• _Excerpt to read_
====================
The tour doesn’t take long – the Cube is only ten feet by ten feet. On one side is a tiny console piano, borrowed from Lima’s landlord. Next to that are a rotary fan to provide breeze and a subwoofer, which provides bass notes for one of the pieces.  A California pepper tree grows up through the center of The Cube, spreading a shady canopy overhead.  Dozens of red light bulbs hang from its branches. A white wooden box serves as a storage unit and table and converts into a bed, where Lima will sleep for ten nights.

“I'm considering everything I do in this cube as a performance,” Lima tells me. “So eating, sleeping and playing the piano, they're all part of the same performance that is the life in the Cube, basically.”

 

Life in the Cube has a set routine – like any day job. After a morning run and breakfast at a nearby restaurant, Lima plays the piano from nine to five, with a second shift in the evening.  The structure is important to the piece, he tells me.


“I really don't like the idea that the artist is doing something like, really special and beyond regular people,” says Lima.  “I think it should be the opposite way. Everybody should realize in little things, the art in it.  For me an artist is just a worker, just like someone that does tables, or build cars or anything else. It's just a process that you do over and over.”
====================
• _Entries provided_
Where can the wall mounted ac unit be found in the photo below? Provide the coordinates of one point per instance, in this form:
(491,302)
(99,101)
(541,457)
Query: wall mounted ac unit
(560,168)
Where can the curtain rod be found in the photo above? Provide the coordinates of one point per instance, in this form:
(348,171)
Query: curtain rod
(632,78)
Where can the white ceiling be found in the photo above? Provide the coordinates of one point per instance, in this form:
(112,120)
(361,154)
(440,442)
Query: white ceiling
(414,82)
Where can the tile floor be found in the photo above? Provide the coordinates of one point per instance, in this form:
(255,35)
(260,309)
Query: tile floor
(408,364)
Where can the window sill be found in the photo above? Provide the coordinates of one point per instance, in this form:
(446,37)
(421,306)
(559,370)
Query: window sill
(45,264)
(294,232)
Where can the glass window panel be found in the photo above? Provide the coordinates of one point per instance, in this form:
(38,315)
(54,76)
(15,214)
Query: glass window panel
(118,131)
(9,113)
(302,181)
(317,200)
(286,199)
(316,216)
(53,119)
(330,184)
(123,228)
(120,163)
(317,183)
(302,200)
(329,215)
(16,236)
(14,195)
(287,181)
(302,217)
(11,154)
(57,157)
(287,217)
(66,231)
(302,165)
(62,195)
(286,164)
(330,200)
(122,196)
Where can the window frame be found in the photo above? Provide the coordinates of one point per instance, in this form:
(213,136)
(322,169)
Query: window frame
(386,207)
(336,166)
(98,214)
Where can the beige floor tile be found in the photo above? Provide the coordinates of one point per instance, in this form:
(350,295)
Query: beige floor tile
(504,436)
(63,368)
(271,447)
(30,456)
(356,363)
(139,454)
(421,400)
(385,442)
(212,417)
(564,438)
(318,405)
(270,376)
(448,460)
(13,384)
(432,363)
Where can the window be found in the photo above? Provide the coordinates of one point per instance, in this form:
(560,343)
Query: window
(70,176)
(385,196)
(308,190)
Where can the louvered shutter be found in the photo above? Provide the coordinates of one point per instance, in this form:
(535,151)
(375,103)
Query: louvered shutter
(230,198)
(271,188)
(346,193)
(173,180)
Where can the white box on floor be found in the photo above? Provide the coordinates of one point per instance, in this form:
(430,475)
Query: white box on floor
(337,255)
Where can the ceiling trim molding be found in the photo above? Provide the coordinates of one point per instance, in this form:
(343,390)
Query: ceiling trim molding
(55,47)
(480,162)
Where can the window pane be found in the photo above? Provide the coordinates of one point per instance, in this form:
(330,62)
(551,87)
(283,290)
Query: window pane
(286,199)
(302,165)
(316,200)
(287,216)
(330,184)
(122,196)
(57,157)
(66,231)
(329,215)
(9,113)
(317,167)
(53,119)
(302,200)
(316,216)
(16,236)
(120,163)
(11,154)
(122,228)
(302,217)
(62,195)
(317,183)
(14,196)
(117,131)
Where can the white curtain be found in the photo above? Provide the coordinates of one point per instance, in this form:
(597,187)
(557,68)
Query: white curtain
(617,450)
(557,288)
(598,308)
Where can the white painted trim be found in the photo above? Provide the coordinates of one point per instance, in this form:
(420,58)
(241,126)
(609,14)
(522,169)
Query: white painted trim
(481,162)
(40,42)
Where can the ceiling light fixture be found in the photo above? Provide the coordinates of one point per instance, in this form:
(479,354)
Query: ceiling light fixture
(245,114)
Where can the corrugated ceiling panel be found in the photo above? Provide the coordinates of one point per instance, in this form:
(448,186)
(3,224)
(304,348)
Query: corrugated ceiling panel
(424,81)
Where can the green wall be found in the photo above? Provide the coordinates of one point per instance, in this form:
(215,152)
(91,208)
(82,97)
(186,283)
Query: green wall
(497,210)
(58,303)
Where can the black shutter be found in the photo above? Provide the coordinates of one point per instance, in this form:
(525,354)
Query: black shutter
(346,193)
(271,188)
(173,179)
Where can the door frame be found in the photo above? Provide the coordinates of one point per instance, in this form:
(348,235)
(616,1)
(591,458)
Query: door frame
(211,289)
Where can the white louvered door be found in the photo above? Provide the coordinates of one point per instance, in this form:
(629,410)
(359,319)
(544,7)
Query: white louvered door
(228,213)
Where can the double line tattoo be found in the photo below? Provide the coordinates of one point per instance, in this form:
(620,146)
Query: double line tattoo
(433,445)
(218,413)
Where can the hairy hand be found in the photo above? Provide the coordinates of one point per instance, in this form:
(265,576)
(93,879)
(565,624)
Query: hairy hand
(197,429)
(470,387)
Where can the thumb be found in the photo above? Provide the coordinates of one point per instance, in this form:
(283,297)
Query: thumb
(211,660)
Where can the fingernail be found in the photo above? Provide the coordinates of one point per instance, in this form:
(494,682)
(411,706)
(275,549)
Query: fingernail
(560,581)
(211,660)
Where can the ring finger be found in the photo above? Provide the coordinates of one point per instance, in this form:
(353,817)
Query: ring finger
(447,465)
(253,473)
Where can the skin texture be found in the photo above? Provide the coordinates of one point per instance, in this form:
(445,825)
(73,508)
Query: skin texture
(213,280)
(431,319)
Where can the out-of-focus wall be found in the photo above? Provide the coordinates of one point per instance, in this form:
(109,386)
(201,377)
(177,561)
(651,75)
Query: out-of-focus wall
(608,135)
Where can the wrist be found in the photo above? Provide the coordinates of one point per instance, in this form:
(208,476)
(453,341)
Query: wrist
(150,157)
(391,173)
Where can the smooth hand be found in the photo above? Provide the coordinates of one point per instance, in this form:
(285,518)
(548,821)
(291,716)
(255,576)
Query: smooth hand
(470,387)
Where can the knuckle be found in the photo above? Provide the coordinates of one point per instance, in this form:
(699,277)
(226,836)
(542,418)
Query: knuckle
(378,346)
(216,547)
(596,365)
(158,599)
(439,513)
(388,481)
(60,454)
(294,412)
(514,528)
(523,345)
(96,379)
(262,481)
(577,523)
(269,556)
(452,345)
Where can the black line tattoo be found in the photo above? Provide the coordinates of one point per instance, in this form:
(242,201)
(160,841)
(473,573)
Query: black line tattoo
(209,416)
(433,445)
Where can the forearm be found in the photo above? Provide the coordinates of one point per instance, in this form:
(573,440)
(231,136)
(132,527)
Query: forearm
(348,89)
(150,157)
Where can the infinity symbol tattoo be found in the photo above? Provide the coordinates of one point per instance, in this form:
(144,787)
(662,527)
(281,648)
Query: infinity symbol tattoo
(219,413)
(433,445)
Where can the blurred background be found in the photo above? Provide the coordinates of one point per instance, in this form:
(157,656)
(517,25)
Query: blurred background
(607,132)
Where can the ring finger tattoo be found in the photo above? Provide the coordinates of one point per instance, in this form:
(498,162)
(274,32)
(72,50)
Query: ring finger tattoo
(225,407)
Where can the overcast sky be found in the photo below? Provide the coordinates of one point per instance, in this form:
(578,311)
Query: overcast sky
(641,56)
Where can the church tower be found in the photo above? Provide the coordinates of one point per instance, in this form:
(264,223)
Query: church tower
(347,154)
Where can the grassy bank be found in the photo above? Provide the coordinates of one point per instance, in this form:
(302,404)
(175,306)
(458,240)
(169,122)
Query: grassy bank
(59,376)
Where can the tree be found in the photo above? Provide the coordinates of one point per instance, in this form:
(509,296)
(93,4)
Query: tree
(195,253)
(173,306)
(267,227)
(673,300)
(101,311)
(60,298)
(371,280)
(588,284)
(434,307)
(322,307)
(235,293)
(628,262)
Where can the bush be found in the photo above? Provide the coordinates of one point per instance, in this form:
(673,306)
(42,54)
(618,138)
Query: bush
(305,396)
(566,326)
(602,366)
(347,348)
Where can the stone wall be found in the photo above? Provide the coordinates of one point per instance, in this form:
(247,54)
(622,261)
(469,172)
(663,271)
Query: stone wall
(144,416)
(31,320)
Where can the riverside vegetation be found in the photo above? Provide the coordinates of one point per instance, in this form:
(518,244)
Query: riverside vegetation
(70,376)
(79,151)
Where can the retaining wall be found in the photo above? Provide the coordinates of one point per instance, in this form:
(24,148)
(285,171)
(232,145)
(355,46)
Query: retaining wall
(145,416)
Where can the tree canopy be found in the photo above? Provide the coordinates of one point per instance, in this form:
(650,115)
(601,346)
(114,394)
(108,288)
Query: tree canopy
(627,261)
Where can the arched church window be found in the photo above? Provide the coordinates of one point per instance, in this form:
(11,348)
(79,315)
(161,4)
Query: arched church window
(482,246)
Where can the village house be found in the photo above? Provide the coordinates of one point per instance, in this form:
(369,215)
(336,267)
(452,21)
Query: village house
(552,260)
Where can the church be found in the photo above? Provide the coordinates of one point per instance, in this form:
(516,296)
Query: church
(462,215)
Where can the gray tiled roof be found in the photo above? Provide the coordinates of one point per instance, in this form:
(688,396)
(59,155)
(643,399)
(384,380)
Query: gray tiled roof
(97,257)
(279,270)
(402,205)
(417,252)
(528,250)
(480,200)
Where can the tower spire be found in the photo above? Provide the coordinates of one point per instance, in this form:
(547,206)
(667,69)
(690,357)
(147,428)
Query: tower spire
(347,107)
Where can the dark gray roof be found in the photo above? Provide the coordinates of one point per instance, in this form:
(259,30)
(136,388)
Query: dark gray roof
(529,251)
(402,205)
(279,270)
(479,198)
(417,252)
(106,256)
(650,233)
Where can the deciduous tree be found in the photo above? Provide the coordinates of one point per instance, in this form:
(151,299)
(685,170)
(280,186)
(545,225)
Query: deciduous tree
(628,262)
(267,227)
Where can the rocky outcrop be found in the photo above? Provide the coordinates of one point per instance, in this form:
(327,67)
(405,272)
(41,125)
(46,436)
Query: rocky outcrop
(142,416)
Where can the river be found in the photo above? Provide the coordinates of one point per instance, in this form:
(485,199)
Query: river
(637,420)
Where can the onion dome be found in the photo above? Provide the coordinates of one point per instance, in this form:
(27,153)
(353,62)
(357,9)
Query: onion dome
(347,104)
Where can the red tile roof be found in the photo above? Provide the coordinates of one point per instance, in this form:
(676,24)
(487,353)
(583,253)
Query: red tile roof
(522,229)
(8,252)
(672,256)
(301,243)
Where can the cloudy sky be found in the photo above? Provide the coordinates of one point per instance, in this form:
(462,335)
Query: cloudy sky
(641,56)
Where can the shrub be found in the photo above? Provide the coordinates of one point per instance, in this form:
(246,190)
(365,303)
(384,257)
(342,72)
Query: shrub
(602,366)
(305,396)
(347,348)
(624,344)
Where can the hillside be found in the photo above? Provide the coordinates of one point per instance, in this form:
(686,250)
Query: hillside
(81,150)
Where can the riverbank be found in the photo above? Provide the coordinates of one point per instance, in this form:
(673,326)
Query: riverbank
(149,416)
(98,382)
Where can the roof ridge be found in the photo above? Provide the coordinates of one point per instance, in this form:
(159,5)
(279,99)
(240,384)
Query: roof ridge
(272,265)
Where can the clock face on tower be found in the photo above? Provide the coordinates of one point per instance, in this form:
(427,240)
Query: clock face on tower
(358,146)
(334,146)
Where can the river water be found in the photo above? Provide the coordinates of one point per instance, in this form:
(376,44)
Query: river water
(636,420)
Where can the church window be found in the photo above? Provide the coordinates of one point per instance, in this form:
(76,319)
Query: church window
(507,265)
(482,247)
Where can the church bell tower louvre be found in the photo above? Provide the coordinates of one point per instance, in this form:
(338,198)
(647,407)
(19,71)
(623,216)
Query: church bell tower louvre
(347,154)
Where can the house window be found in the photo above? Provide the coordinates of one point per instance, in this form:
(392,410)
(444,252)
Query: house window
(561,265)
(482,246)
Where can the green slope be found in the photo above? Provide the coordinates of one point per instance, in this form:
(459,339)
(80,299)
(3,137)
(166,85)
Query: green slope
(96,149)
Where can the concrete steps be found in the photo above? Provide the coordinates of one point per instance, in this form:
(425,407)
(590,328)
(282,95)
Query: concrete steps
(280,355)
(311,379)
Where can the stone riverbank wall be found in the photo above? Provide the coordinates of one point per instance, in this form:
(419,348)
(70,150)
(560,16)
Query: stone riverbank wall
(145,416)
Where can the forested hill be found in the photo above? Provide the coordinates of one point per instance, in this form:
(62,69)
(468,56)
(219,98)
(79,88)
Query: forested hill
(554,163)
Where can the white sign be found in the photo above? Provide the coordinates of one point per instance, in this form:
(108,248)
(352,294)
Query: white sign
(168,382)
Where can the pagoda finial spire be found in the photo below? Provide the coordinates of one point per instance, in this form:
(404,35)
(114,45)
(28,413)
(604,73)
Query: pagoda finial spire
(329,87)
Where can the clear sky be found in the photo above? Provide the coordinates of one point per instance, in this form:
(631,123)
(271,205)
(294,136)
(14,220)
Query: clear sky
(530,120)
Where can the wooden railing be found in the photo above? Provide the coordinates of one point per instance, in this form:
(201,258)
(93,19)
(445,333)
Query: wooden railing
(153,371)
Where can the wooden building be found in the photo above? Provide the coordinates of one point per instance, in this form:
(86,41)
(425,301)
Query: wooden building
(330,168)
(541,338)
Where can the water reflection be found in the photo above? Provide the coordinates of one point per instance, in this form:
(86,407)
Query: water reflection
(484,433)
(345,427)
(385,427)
====================
• _What you are asked to do_
Retype the whole passage about Lima's stay in the Cube word for word.

• _Exercise solution_
The tour doesn’t take long – the Cube is only ten feet by ten feet. On one side is a tiny console piano, borrowed from Lima’s landlord. Next to that are a rotary fan to provide breeze and a subwoofer, which provides bass notes for one of the pieces.  A California pepper tree grows up through the center of The Cube, spreading a shady canopy overhead.  Dozens of red light bulbs hang from its branches. A white wooden box serves as a storage unit and table and converts into a bed, where Lima will sleep for ten nights.

“I'm considering everything I do in this cube as a performance,” Lima tells me. “So eating, sleeping and playing the piano, they're all part of the same performance that is the life in the Cube, basically.”

 

Life in the Cube has a set routine – like any day job. After a morning run and breakfast at a nearby restaurant, Lima plays the piano from nine to five, with a second shift in the evening.  The structure is important to the piece, he tells me.


“I really don't like the idea that the artist is doing something like, really special and beyond regular people,” says Lima.  “I think it should be the opposite way. Everybody should realize in little things, the art in it.  For me an artist is just a worker, just like someone that does tables, or build cars or anything else. It's just a process that you do over and over.”